--- LISTED ENTRIES ---

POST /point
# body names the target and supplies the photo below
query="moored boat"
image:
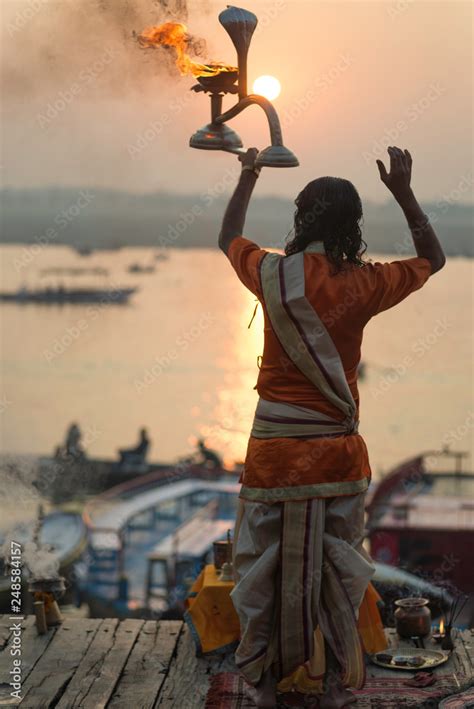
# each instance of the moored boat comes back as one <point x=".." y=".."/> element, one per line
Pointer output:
<point x="421" y="518"/>
<point x="69" y="296"/>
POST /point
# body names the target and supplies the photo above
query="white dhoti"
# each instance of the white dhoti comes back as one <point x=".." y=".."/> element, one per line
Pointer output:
<point x="301" y="574"/>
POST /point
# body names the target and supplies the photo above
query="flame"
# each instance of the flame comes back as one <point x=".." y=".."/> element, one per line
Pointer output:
<point x="174" y="34"/>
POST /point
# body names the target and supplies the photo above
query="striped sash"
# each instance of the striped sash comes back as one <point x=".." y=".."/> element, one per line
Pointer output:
<point x="309" y="346"/>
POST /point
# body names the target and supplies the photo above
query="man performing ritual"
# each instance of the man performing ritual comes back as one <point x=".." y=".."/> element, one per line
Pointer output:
<point x="300" y="569"/>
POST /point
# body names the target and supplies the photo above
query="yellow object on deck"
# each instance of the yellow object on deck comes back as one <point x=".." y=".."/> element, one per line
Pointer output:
<point x="210" y="613"/>
<point x="214" y="623"/>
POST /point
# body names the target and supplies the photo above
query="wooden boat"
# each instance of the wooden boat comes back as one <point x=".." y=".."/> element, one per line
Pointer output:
<point x="69" y="296"/>
<point x="148" y="542"/>
<point x="421" y="518"/>
<point x="125" y="525"/>
<point x="61" y="479"/>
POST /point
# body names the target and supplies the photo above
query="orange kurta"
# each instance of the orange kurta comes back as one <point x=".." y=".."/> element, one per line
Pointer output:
<point x="345" y="302"/>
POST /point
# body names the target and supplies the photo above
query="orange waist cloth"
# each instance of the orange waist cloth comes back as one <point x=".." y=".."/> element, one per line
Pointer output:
<point x="287" y="462"/>
<point x="214" y="622"/>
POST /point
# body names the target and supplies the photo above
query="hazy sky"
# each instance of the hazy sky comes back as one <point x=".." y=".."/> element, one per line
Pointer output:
<point x="83" y="105"/>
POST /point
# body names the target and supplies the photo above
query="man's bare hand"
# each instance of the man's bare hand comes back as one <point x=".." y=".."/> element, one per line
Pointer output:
<point x="399" y="177"/>
<point x="249" y="157"/>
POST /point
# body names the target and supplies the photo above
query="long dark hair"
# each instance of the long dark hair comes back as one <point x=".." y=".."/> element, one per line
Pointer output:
<point x="329" y="210"/>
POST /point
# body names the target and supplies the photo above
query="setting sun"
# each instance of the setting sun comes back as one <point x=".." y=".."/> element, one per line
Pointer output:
<point x="267" y="86"/>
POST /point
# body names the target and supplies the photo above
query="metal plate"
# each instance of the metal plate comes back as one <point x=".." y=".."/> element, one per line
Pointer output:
<point x="432" y="658"/>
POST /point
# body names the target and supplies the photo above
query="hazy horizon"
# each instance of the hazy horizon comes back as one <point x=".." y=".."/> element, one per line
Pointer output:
<point x="83" y="105"/>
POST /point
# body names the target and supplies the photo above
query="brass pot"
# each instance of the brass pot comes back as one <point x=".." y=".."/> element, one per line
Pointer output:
<point x="222" y="553"/>
<point x="412" y="617"/>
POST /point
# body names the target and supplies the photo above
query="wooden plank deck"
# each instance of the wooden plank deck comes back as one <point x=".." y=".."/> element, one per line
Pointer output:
<point x="106" y="663"/>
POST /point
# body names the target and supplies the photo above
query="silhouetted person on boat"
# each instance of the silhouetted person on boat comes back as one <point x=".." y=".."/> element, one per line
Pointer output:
<point x="301" y="571"/>
<point x="209" y="457"/>
<point x="72" y="446"/>
<point x="138" y="454"/>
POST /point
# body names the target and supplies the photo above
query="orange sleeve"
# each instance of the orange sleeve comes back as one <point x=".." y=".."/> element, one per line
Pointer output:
<point x="390" y="283"/>
<point x="245" y="257"/>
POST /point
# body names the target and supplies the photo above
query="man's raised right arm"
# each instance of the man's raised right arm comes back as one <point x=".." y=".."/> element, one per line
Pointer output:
<point x="398" y="182"/>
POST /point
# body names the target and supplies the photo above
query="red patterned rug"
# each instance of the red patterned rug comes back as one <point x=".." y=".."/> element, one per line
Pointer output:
<point x="227" y="692"/>
<point x="464" y="700"/>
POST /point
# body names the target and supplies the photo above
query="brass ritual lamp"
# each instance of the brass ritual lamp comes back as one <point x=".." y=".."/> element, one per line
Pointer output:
<point x="216" y="135"/>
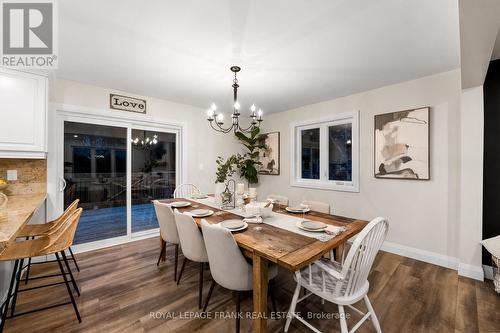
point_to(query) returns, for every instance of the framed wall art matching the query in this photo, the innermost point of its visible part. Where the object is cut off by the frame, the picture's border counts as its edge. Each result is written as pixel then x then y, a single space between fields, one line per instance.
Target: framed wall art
pixel 402 144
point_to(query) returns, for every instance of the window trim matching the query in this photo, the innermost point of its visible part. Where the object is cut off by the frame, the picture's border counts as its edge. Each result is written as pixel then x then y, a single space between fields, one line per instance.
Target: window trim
pixel 295 157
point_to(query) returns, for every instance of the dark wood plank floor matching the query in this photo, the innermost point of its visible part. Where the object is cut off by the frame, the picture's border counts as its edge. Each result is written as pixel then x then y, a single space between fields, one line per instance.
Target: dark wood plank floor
pixel 122 285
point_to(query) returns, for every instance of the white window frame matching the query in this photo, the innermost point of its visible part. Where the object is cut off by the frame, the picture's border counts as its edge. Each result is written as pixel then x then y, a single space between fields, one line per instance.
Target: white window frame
pixel 296 157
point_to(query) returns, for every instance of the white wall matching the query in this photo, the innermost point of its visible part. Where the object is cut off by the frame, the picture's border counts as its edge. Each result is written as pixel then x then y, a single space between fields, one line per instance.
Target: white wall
pixel 423 215
pixel 471 203
pixel 203 143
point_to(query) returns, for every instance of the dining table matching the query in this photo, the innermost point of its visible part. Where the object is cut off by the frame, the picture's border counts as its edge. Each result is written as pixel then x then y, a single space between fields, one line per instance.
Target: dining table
pixel 264 243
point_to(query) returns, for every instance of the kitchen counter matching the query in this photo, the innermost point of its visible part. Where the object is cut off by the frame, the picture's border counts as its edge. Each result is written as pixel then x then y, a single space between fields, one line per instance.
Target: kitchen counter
pixel 17 213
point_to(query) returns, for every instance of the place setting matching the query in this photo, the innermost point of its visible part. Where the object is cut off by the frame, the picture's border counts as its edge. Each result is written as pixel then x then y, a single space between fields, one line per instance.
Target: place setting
pixel 180 204
pixel 200 212
pixel 234 225
pixel 299 209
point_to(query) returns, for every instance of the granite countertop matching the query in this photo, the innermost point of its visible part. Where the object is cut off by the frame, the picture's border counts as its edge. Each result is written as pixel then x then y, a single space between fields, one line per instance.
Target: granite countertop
pixel 17 212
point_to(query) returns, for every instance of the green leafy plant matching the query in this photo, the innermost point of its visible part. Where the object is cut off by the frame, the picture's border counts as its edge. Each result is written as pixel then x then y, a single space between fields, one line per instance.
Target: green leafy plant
pixel 249 162
pixel 226 168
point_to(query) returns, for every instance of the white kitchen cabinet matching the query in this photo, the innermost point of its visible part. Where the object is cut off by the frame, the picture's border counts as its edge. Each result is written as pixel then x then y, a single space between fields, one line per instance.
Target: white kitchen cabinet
pixel 23 114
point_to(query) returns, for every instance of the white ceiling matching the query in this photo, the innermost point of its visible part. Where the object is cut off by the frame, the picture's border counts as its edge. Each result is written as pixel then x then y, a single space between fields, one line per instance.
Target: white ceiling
pixel 479 24
pixel 293 52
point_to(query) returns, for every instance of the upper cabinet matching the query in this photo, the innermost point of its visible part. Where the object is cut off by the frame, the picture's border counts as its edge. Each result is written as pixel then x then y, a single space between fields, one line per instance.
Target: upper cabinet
pixel 23 114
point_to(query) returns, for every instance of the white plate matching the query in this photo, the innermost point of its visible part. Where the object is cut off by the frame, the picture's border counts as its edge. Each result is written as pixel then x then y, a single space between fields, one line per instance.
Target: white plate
pixel 245 225
pixel 301 211
pixel 199 196
pixel 232 224
pixel 313 225
pixel 299 225
pixel 180 204
pixel 200 212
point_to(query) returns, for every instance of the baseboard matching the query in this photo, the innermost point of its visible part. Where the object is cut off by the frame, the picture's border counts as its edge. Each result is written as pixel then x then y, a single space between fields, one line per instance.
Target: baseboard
pixel 466 270
pixel 488 272
pixel 422 255
pixel 471 271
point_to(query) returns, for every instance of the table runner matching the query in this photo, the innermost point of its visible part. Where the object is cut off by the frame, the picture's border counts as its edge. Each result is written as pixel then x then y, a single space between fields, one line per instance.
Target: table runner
pixel 277 220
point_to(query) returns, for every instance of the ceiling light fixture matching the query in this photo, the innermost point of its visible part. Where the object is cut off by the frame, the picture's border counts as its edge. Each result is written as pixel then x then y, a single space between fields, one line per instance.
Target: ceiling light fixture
pixel 216 120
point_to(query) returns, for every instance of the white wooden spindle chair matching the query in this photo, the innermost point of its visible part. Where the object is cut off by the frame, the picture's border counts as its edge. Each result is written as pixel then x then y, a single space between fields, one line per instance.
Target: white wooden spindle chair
pixel 343 284
pixel 186 191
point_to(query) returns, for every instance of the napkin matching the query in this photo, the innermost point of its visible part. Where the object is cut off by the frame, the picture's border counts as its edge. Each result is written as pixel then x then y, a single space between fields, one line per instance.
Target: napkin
pixel 330 232
pixel 256 219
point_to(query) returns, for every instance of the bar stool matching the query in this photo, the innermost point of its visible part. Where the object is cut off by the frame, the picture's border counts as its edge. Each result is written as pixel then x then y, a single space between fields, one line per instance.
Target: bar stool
pixel 56 243
pixel 36 230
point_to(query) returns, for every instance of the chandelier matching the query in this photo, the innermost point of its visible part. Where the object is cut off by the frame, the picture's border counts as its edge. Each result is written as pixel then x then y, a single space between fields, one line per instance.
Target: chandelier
pixel 216 120
pixel 145 142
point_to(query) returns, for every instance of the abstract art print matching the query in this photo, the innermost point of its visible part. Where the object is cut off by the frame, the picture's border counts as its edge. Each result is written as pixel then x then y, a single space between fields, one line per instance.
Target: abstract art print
pixel 402 144
pixel 269 156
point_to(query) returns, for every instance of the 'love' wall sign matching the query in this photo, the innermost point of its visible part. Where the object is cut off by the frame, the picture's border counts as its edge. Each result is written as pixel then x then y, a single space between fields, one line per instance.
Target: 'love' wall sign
pixel 124 103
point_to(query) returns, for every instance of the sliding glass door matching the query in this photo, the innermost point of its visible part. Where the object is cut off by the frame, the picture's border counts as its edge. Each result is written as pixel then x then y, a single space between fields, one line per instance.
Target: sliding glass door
pixel 153 174
pixel 95 163
pixel 116 172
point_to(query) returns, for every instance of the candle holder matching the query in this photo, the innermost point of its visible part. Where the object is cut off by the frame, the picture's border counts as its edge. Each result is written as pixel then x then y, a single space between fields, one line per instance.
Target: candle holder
pixel 227 196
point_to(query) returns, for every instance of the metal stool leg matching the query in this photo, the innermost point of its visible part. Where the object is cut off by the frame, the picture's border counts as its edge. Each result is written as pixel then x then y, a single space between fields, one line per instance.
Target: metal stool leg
pixel 182 271
pixel 6 304
pixel 70 273
pixel 18 280
pixel 74 259
pixel 68 288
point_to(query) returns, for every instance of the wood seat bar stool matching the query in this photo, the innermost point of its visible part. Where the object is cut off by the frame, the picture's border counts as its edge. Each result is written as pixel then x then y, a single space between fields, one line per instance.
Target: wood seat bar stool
pixel 59 240
pixel 37 230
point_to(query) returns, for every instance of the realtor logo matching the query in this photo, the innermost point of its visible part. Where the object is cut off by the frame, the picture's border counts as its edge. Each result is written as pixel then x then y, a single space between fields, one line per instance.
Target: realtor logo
pixel 28 34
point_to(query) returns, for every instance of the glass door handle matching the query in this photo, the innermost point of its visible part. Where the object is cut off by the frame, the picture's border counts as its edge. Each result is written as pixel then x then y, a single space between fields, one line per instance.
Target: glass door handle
pixel 63 182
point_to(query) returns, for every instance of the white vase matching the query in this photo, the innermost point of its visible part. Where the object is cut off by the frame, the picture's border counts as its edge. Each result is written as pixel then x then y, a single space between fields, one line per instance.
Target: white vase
pixel 219 188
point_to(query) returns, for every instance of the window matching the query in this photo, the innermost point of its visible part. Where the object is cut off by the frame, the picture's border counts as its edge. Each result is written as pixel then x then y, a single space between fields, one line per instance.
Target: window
pixel 325 153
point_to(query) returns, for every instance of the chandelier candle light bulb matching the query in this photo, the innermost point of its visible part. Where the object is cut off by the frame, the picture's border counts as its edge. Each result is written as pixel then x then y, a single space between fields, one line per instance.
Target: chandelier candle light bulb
pixel 235 124
pixel 220 119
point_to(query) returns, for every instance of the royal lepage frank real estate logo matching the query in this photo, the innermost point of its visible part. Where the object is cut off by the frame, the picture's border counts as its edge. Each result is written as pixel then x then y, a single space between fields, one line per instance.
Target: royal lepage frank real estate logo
pixel 29 34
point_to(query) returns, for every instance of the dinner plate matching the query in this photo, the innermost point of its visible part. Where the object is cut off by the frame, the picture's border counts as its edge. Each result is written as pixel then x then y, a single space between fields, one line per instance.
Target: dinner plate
pixel 243 227
pixel 201 212
pixel 299 225
pixel 297 210
pixel 313 225
pixel 232 224
pixel 180 204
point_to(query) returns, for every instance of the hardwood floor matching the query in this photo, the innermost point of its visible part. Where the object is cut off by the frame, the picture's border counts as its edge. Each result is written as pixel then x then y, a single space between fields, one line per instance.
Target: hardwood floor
pixel 122 285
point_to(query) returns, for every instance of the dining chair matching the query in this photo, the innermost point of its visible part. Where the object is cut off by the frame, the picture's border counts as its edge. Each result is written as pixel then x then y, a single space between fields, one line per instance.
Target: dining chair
pixel 279 199
pixel 317 206
pixel 186 191
pixel 56 243
pixel 168 231
pixel 193 246
pixel 228 266
pixel 37 230
pixel 344 283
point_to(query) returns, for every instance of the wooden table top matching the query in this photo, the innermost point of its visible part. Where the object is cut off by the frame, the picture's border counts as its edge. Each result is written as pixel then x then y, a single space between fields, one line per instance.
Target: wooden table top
pixel 17 212
pixel 285 248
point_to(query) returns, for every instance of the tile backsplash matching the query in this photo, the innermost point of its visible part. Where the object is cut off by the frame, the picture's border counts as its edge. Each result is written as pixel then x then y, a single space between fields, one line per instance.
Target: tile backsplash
pixel 31 175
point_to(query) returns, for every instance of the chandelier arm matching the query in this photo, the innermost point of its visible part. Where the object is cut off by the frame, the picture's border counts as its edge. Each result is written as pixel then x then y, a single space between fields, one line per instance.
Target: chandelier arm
pixel 220 128
pixel 249 128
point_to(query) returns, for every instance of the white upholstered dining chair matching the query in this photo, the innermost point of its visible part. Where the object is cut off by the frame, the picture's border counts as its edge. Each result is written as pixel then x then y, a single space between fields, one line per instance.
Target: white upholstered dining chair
pixel 343 284
pixel 193 246
pixel 168 231
pixel 317 206
pixel 228 266
pixel 186 191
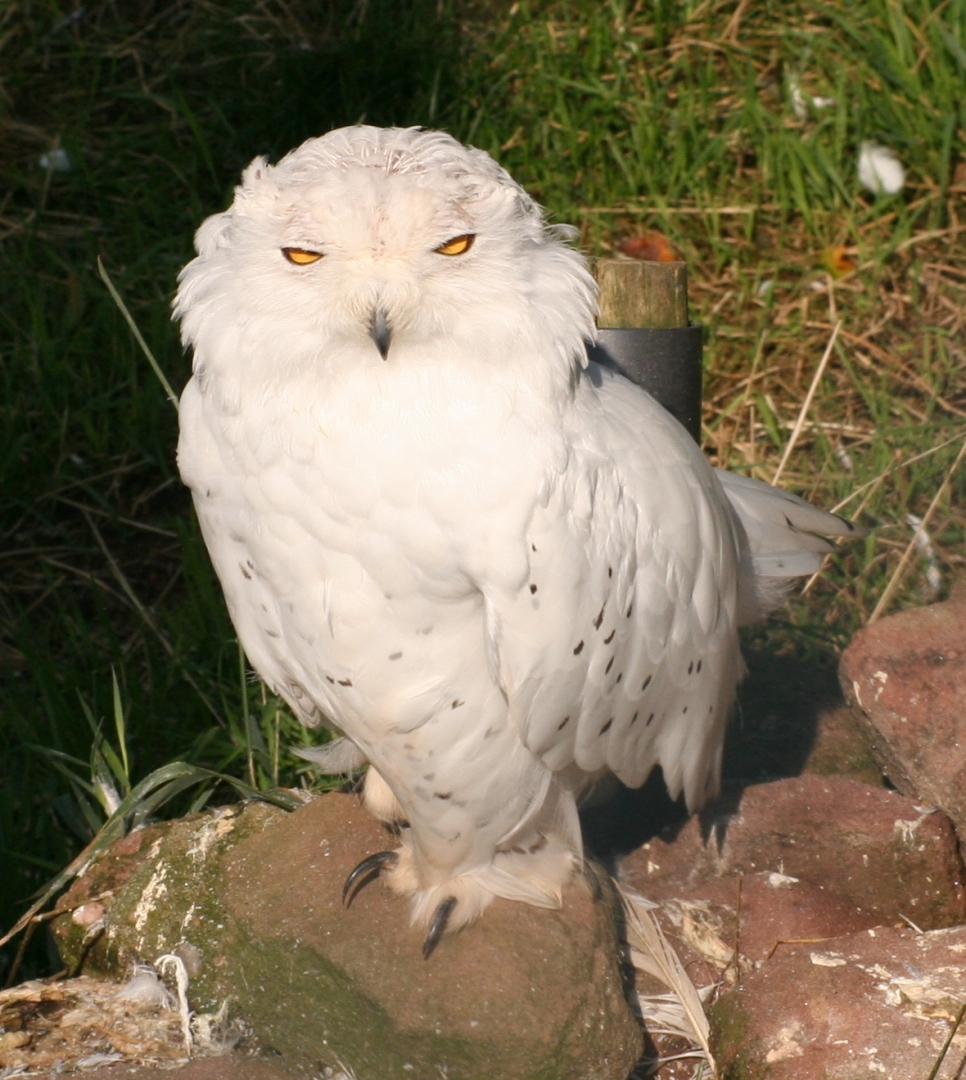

---

◆ PROBLEM DETAILS
Rewrite the records above, from the line containing "point_to(query) returns, for every instance of the tile" through the end of the records (both ends included), as a two-column CSV with columns named "prompt" and "points" and one row per request. Put each request's text and its answer into their own quoted fields, replacing line breaks with spaces, and leave out the pictures.

◆ SOLUTION FOR THIS PROBLEM
prompt,points
"point_to(query) returns, for every instance of the tile backsplash matching the query in this photo, the innermost point of its visible part. Where the object is cut off by the frame, the picture's border counts as its edge. Each result is written as pixel then x then y, a single space between fields, one line per instance. Target: tile backsplash","pixel 31 175"
"point_to(query) returns, for every instance of the chandelier arm matching the query in this photo, the innermost point of its visible part. Where the object is cut off by the frame, the picture's border counts as its edge. Each result is written as pixel then x then y, a single space between fields, one line per instance. Target: chandelier arm","pixel 220 128 pixel 249 128"
"point_to(query) returns, for every instance of the white upholstered dining chair matching the query in this photo, the innermost point of its visible part. Where the object is cut off by the frame, the picture's border counts as its edge. Each result is written as pixel then x then y, a single space between fields, one line per instance. Target: white upholstered dining chair","pixel 343 284 pixel 193 246 pixel 168 231 pixel 317 206 pixel 228 266 pixel 186 191"